:: Given exercise ::
Quote exactly the lines running from the line with "green hill, one" to the end of the entries, including both, and nothing else.

-- Start Input material --

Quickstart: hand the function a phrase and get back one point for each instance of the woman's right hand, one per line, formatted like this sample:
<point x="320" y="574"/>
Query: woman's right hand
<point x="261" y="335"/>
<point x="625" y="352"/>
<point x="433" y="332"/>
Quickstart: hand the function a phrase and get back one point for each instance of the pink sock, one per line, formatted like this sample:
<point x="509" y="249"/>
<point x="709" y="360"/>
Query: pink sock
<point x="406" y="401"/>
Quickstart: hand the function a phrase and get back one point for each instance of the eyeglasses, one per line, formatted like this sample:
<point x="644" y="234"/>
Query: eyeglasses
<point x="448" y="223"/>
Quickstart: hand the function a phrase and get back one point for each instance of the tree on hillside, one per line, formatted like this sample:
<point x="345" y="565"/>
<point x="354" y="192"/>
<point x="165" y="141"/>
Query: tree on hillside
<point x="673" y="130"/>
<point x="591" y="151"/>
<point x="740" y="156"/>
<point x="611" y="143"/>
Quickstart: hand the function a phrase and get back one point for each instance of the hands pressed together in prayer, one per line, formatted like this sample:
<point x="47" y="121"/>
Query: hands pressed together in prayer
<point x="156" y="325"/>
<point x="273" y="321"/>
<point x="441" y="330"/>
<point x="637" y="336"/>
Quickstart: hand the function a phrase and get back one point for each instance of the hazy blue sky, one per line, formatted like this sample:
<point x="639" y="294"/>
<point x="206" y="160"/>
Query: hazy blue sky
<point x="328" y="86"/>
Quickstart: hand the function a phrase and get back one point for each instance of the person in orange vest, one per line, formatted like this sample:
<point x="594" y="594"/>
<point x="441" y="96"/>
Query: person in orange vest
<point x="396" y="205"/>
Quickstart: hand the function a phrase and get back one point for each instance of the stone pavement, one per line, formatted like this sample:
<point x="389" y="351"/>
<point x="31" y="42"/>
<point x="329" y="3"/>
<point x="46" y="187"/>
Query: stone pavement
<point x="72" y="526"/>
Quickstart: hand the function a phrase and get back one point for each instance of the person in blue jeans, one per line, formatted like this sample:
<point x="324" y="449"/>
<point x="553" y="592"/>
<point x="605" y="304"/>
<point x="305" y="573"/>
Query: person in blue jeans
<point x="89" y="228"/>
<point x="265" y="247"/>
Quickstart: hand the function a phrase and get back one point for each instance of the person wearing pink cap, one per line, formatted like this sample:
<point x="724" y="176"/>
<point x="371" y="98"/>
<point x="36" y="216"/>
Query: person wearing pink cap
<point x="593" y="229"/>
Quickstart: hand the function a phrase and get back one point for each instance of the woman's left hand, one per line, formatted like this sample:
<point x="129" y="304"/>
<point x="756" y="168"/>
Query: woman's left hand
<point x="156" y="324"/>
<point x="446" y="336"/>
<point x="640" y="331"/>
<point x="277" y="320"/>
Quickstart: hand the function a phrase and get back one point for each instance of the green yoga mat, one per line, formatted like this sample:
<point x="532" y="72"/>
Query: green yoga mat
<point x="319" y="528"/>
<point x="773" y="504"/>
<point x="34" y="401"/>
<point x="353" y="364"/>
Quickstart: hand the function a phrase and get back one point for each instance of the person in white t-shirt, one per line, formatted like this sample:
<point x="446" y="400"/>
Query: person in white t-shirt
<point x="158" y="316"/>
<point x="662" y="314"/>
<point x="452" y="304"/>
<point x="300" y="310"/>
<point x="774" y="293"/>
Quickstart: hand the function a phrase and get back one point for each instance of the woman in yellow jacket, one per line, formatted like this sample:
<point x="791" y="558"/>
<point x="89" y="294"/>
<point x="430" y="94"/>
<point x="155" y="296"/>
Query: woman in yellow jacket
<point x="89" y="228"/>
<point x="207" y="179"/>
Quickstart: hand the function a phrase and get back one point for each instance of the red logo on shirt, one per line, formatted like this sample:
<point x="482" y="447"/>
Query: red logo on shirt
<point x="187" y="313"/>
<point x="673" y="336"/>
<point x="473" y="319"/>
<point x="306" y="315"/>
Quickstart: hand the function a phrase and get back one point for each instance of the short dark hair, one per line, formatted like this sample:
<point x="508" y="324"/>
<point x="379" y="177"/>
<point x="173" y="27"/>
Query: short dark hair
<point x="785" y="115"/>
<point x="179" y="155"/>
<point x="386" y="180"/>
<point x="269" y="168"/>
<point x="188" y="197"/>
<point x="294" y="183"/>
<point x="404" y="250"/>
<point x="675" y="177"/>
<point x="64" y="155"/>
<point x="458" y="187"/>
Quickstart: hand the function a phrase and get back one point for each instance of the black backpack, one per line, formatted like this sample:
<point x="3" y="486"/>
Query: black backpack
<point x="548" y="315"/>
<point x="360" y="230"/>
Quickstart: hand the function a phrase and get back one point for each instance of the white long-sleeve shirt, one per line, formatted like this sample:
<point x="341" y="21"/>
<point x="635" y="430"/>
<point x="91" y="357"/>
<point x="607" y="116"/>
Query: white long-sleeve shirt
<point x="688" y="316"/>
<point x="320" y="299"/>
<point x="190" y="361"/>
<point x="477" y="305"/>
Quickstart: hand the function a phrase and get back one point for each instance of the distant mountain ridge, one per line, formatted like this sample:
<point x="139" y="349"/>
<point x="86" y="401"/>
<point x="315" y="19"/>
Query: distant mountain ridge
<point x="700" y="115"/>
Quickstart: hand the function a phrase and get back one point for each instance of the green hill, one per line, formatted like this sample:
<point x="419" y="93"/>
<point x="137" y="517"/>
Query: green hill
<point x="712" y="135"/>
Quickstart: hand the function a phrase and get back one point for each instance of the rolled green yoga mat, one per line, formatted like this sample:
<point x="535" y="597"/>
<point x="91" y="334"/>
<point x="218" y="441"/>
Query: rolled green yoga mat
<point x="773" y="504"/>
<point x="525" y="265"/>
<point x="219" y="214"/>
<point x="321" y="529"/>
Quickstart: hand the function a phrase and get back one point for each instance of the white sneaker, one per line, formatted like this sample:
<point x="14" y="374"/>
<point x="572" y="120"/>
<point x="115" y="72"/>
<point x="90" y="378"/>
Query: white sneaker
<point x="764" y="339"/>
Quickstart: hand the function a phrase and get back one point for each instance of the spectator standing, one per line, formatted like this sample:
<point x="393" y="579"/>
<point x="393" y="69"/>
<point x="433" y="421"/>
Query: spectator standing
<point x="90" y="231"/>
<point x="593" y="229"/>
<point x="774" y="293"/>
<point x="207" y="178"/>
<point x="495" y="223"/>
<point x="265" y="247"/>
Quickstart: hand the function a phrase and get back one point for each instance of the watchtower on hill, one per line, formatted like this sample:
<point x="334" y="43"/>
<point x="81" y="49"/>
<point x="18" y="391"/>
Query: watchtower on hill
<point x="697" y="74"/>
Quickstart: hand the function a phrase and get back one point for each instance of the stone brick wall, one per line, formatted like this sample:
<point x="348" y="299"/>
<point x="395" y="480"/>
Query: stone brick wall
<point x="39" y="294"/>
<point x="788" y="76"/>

-- End Input material --

:: Response to the exercise ::
Quickstart: hand the function a phrase and get back one point for each instance of the green hill, one per line, formatted like this sample:
<point x="419" y="93"/>
<point x="137" y="517"/>
Query: green hill
<point x="712" y="135"/>
Quickstart: hand the function a phrase and get back one point for each instance of the rolled green yoga mat, one per line, formatted like this sample:
<point x="535" y="597"/>
<point x="91" y="334"/>
<point x="218" y="441"/>
Query: rolled green yoga mat
<point x="773" y="504"/>
<point x="525" y="265"/>
<point x="219" y="214"/>
<point x="321" y="529"/>
Quickstart: hand the function a phrase and get back one point for each instance of the white sneaker, one per line, formatted like this sample:
<point x="14" y="374"/>
<point x="572" y="120"/>
<point x="115" y="72"/>
<point x="90" y="378"/>
Query: white sneaker
<point x="764" y="339"/>
Quickstart: hand the function a phrase and get back one point for each instance of the spectator standing, one per line, formatted like this sample:
<point x="393" y="579"/>
<point x="393" y="69"/>
<point x="433" y="421"/>
Query: spectator standing
<point x="90" y="231"/>
<point x="593" y="229"/>
<point x="774" y="293"/>
<point x="207" y="178"/>
<point x="495" y="223"/>
<point x="265" y="247"/>
Quickstart: hand the function a phrase and get back one point for each instance of the watchtower on hill, one per line, formatted like this sample:
<point x="334" y="43"/>
<point x="81" y="49"/>
<point x="18" y="391"/>
Query: watchtower on hill
<point x="697" y="74"/>
Quickstart: hand the function a phrase and get back one point for each instance of the stone brick wall, one per line, formatted like this sample:
<point x="348" y="299"/>
<point x="395" y="480"/>
Query: stone brick wall
<point x="39" y="294"/>
<point x="788" y="76"/>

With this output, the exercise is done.